#### Data to use:
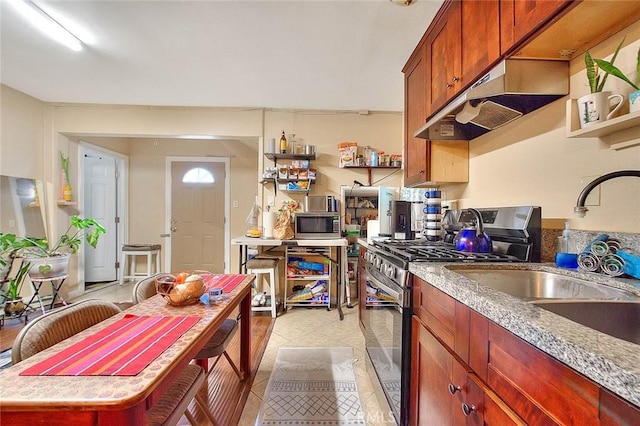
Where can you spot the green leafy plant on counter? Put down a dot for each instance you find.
(614, 71)
(593, 67)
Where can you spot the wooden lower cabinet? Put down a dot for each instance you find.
(500, 380)
(445, 391)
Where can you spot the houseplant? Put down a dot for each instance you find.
(13, 304)
(609, 68)
(595, 107)
(52, 260)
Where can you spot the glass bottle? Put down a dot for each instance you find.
(283, 144)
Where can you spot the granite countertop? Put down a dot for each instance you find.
(613, 363)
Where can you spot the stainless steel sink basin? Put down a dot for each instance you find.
(535, 285)
(615, 318)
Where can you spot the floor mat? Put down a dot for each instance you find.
(5, 359)
(312, 386)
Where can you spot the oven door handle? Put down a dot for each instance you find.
(393, 293)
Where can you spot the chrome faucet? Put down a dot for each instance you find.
(580, 210)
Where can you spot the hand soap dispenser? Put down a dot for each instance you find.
(566, 255)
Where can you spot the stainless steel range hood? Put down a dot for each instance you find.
(513, 88)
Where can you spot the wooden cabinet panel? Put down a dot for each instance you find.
(480, 38)
(416, 150)
(443, 59)
(538, 388)
(519, 19)
(616, 411)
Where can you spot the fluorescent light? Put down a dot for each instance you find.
(45, 23)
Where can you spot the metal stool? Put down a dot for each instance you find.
(132, 251)
(261, 267)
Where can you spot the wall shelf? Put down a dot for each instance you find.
(370, 168)
(620, 132)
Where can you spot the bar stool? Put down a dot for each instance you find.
(131, 252)
(262, 267)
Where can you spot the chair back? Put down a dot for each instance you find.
(144, 289)
(60, 324)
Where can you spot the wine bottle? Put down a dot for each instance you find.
(283, 144)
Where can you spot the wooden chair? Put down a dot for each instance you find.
(216, 347)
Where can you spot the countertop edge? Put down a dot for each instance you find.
(610, 362)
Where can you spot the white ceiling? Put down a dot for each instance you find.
(295, 54)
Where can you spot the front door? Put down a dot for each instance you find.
(197, 216)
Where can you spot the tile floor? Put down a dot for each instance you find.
(299, 327)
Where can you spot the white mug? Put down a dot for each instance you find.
(596, 107)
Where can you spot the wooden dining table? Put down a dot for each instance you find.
(120, 400)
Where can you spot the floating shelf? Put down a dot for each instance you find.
(369, 168)
(276, 157)
(619, 132)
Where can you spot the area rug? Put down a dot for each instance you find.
(312, 386)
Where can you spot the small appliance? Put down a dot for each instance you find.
(317, 225)
(320, 203)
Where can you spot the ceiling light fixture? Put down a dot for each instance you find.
(403, 2)
(45, 23)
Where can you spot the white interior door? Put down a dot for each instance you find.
(197, 216)
(100, 202)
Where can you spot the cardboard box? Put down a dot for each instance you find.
(348, 153)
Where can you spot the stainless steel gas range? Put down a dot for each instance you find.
(386, 319)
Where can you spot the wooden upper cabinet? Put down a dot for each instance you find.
(443, 51)
(462, 44)
(416, 150)
(521, 18)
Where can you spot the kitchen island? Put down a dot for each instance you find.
(610, 366)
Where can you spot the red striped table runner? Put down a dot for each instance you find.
(124, 348)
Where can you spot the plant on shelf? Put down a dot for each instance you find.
(609, 68)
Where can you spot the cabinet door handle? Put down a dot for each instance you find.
(468, 409)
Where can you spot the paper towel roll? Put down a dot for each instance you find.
(268, 222)
(373, 230)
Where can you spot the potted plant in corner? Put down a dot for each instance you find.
(53, 261)
(609, 68)
(595, 107)
(13, 303)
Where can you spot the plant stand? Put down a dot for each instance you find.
(56, 285)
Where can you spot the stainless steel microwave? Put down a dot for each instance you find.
(317, 225)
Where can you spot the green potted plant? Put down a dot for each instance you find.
(13, 304)
(595, 107)
(609, 68)
(53, 260)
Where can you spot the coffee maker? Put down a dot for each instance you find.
(406, 220)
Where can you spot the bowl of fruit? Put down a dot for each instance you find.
(182, 288)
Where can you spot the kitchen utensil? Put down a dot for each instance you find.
(473, 238)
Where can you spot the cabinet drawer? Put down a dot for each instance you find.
(443, 315)
(537, 387)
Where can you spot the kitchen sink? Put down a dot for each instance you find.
(533, 285)
(616, 318)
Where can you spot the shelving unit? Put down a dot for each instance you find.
(370, 168)
(306, 267)
(619, 132)
(277, 181)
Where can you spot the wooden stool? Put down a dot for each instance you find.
(132, 251)
(262, 267)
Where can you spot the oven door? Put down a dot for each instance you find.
(386, 323)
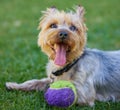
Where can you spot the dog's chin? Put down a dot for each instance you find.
(61, 50)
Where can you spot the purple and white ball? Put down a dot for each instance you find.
(61, 94)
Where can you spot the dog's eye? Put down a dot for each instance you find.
(73, 28)
(53, 26)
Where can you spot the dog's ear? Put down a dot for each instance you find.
(52, 9)
(49, 11)
(80, 11)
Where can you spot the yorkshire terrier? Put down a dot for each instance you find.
(95, 73)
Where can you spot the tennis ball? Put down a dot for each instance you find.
(61, 94)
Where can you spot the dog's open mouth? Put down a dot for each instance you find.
(60, 54)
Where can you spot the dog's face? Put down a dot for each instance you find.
(63, 34)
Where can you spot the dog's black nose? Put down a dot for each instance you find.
(63, 35)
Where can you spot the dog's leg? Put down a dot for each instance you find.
(29, 85)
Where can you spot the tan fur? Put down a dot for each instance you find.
(49, 37)
(76, 41)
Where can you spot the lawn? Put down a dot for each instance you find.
(21, 59)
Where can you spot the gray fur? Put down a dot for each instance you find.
(103, 68)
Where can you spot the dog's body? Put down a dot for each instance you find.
(96, 75)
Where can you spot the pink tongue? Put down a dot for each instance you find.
(60, 58)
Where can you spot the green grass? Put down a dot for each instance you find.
(21, 59)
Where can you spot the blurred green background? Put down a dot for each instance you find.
(21, 58)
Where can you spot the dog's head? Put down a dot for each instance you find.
(63, 34)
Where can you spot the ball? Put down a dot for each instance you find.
(61, 94)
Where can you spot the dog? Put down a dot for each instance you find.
(95, 73)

#### Task description:
The pictures in the entries should be left out; output everything else exactly.

#### Right answer:
Where can you spot the green leafy plant on counter? Put down a dot for each instance you find.
(614, 71)
(593, 67)
Where can you spot the wooden lower cabinet? Put down a dot for each instance you find.
(500, 380)
(445, 391)
Where can you spot the houseplant? Put down a dot for each instance you find.
(13, 304)
(609, 68)
(595, 107)
(52, 260)
Where can you spot the glass bottle? Put down a dot for each instance you find.
(283, 144)
Where can you spot the granite countertop? Put down a dot for each instance you find.
(613, 363)
Where can you spot the stainless steel sink basin? Put down a dot for each instance you find.
(535, 285)
(615, 318)
Where can you spot the floor mat? Put down a dot for each instance you find.
(5, 359)
(312, 386)
Where can you spot the oven door handle? Put down a dot for each instance you find.
(393, 293)
Where can you spot the chrome faucet? Put down a dot for each instance you find.
(580, 210)
Where can you spot the hand soap dispenser? Put down a dot for each instance you find.
(566, 255)
Where can you spot the stainless steel range hood? Put down a dot for each instance you find.
(513, 88)
Where can you spot the wooden cabinet panel? Put down a dot for each instance you find.
(480, 38)
(416, 150)
(443, 59)
(538, 388)
(519, 19)
(616, 411)
Where can you spot the fluorescent light? Put down a dot for each instance you find.
(45, 23)
Where can you spot the metal stool? Put down a dot for each instance you find.
(132, 251)
(261, 267)
Where can you spot the wall shelf? Put down a dot for each instance you find.
(370, 168)
(620, 132)
Where can you spot the bar stool? Put down a dot for each instance you find.
(131, 252)
(262, 267)
Where can you spot the chair back? Put down a dot for each instance you find.
(144, 289)
(60, 324)
Where can you spot the wine bottle? Put down a dot for each instance you find.
(283, 144)
Where can you spot the wooden chair? Put down a dot for each instance you find.
(216, 347)
Where can you spot the countertop edge? Put down a dot for each instance you find.
(610, 362)
Where can you spot the white ceiling? Put down a dot for each instance you find.
(295, 54)
Where can you spot the front door? Put down a dot for each instance you find.
(197, 216)
Where can you spot the tile floor? Put down a dot for each instance you find.
(299, 327)
Where can you spot the white mug? Put down a dot for each instance you find.
(596, 107)
Where can you spot the wooden dining table? Put down a dot for each instance you find.
(120, 400)
Where can you spot the floating shelf? Put down a dot for each instance you find.
(369, 168)
(276, 157)
(619, 132)
Where can you spot the area rug? Put down a dot for each instance you find.
(312, 386)
Where can you spot the small appliance? Put down a dot for each instance you find.
(317, 225)
(320, 203)
Where can you spot the ceiling light fixture? Put down a dot for each instance you find.
(403, 2)
(45, 23)
Where can you spot the white interior door? Put down a dot for each instance you find.
(197, 216)
(100, 202)
Where can you spot the cardboard box? Put down a dot for each instance you find.
(348, 153)
Where can you spot the stainless steel gas range? Put down a dot for each instance you find.
(386, 319)
Where can you spot the wooden upper cabinet? Put down a dot for each instance you find.
(443, 51)
(462, 44)
(416, 150)
(521, 18)
Where can you spot the kitchen island? Put down a dot for each instance you find.
(610, 366)
Where can you spot the red striped table runner? Put down a dot for each instance you find.
(124, 348)
Where can you spot the plant on shelf? Put down a dot for each instance you find.
(609, 68)
Where can you spot the cabinet door handle? Put down a dot for each instance you find.
(468, 409)
Where can you spot the paper towel roll? Put down a dot for each instance you find.
(268, 222)
(373, 230)
Where can you spot the potted plant in corner? Put down a dot for each instance you find.
(53, 261)
(609, 68)
(595, 107)
(13, 303)
Where can you spot the plant stand? Put down a dot for each instance you find.
(56, 285)
Where can you spot the stainless steel microwave? Put down a dot for each instance you find.
(317, 225)
Where can you spot the green potted plant? Put down a dot for each instance you find.
(13, 304)
(595, 107)
(609, 68)
(53, 260)
Where can you spot the coffee maker? Put down a dot for each instance you find.
(406, 220)
Where can you spot the bowl of fruit? Put down a dot for each instance you find.
(182, 288)
Where can you spot the kitchen utensil? Put down a dot for each instance you find.
(473, 238)
Where can you spot the cabinet drawer? Put down a dot for each instance you find.
(443, 315)
(537, 387)
Where can you spot the kitchen sink? Put down a dot for each instance you find.
(533, 285)
(616, 318)
Where can you spot the shelving unit? Put down a dot for each instance you find.
(370, 168)
(306, 267)
(619, 132)
(277, 181)
Where can you spot the wooden stool? Put down a dot for each instance you find.
(132, 251)
(262, 267)
Where can you spot the oven door? Put down a dot for each instance you find.
(386, 323)
Where can you spot the dog's chin? Put down a dot for each instance you find.
(61, 50)
Where can you spot the purple and white ball? Put down a dot for each instance you find.
(61, 94)
Where can you spot the dog's eye? Put down a dot for each instance you find.
(73, 28)
(53, 26)
Where can you spot the dog's ear? Put down a dot for each instance you find.
(52, 9)
(49, 11)
(80, 11)
Where can you spot the yorkshire terrier? Put down a dot for each instance you find.
(95, 73)
Where can you spot the tennis ball? Put down a dot for each instance you find.
(61, 94)
Where can you spot the dog's open mouth? Put down a dot for each instance you find.
(60, 54)
Where can you spot the dog's face? Put down a dot for each instance you find.
(63, 34)
Where can you spot the dog's black nose? Put down a dot for each instance you find.
(63, 35)
Where can you spot the dog's leg? Put down a dot for each instance you find.
(29, 85)
Where can you spot the tan fur? Put down a dot for each instance you find.
(49, 37)
(76, 41)
Where can you spot the lawn? Put down a dot for each instance you find.
(21, 59)
Where can you spot the gray fur? Put down a dot for each instance you find.
(103, 68)
Where can you spot the dog's body? Put down a dot for each instance you find.
(96, 75)
Where can you spot the pink tongue? Put down a dot for each instance you find.
(60, 58)
Where can you spot the green grass? Put down a dot for each instance you find.
(21, 59)
Where can you spot the blurred green background? Put down a dot for each instance you find.
(21, 58)
Where can you spot the dog's head? Put down a dot for each instance you find.
(63, 34)
Where can you spot the ball? Put down a dot for each instance you find.
(61, 94)
Where can you spot the dog? Put down a dot for each instance you find.
(95, 73)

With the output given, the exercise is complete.